Think in Writing

Back in the 2000's, I was in my early 20s and a student at the Tampere University of Technology. I was in the "first era" of my longest-running hobby project (Doomsday), enjoying the freedom to spend my time mostly as I wished — apart from study obligations — getting sucked deep into programming every day for fun.

One habit that definitely helped that project keep going at the time was writing a dev diary, where I was basically thinking aloud about what I was doing and trying to come up with solutions to the current set of problems. It's fascinating reading this stuff now, two decades later:

* 21.10.1999
[2:00] Man, this is the night! This *is* the night! I've set up quite a network here. The P166 is now using the PII as a HTTP proxy and can now access the internet quite nicely. I'm currently downloading IE 5.0. This is fantastic. All thanks to a nice program I found: 602Pro LAN SUITE. I just hope it doesn't lock up when the trial period is over...

That was written at 2 AM. I was building a little test network for the multiplayer code. I have no recollection of what "602Pro LAN SUITE" is, but the enthusiam is evident.

[Dataset excerpts on object pointing]
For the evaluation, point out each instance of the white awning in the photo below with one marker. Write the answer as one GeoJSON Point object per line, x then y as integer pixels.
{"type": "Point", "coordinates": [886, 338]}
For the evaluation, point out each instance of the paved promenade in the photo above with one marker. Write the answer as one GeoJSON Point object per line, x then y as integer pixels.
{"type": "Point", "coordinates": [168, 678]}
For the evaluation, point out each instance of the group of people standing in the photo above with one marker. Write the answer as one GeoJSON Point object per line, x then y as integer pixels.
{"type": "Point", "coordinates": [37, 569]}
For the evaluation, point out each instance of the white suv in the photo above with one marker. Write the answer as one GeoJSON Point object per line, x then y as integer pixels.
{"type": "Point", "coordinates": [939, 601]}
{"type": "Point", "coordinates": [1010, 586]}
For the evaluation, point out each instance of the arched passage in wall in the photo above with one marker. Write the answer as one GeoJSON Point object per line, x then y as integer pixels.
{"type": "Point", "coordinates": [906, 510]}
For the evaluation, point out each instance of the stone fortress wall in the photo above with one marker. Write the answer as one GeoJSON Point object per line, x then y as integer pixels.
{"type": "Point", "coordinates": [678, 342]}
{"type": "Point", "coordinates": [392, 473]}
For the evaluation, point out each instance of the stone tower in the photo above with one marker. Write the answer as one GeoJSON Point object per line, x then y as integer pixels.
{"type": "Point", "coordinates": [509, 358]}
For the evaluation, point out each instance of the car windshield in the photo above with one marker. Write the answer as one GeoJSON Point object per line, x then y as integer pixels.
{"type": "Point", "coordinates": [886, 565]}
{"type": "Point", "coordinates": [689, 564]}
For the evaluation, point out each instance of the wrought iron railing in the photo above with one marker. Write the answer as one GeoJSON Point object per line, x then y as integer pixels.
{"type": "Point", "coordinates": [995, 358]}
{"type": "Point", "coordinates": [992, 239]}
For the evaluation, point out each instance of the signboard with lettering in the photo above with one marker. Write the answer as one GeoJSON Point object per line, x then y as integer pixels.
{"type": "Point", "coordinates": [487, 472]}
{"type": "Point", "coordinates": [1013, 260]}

> _Problems_
A) Answer these questions about the dev diary post, one answer per line, marked to match:
(i) At which university was the writer a student in the 2000's?
(ii) In the diary note dated 21.10.1999, what was the P166 using the PII as?
(iii) What was the little test network built for?
B) Carry on the dev diary post from its last sentence.

> _Outputs for the tasks_
A)
(i) The Tampere University of Technology
(ii) An HTTP proxy
(iii) The multiplayer code

B)
Programming is such a complex task that it helps immensely to write things down. At the end of a session one can just dump one's thoughts and next steps into a text file, and pick them up the next day, or after a month, getting back up to speed quickly. This is helpful also when there are lots of distractions or other interruptions that derail one's train of thought.

I suspect I'm particularly bad at task switching, preferring to focus intensely on one thing at a time. For me it's invaluable to have a to-do list or any kind of record of what has been going through my mind.

It's unfortunate that my dev diary habit fell by the wayside at some point. I can't quite recall what drove the change, but one contributing factor was the introduction of web-based issue trackers. I found it challenging to maintain a to-do list and an issue tracker, when the latter was also a different kind of a to-do list. Over the years I've found the right balance, with TaskPaper-formatted to-do lists for daily work and web issue trackers for public communications.

For Lagrange specifically, the work has been progressing smoothly and thanks to the relative simplicity of the app, I haven't felt the need to think in writing about any particular problem. An upside of keeping things simple! In ten years, maybe this gemlog will act as a reminder of what this stage of the project was like, since I haven't been writing a diary.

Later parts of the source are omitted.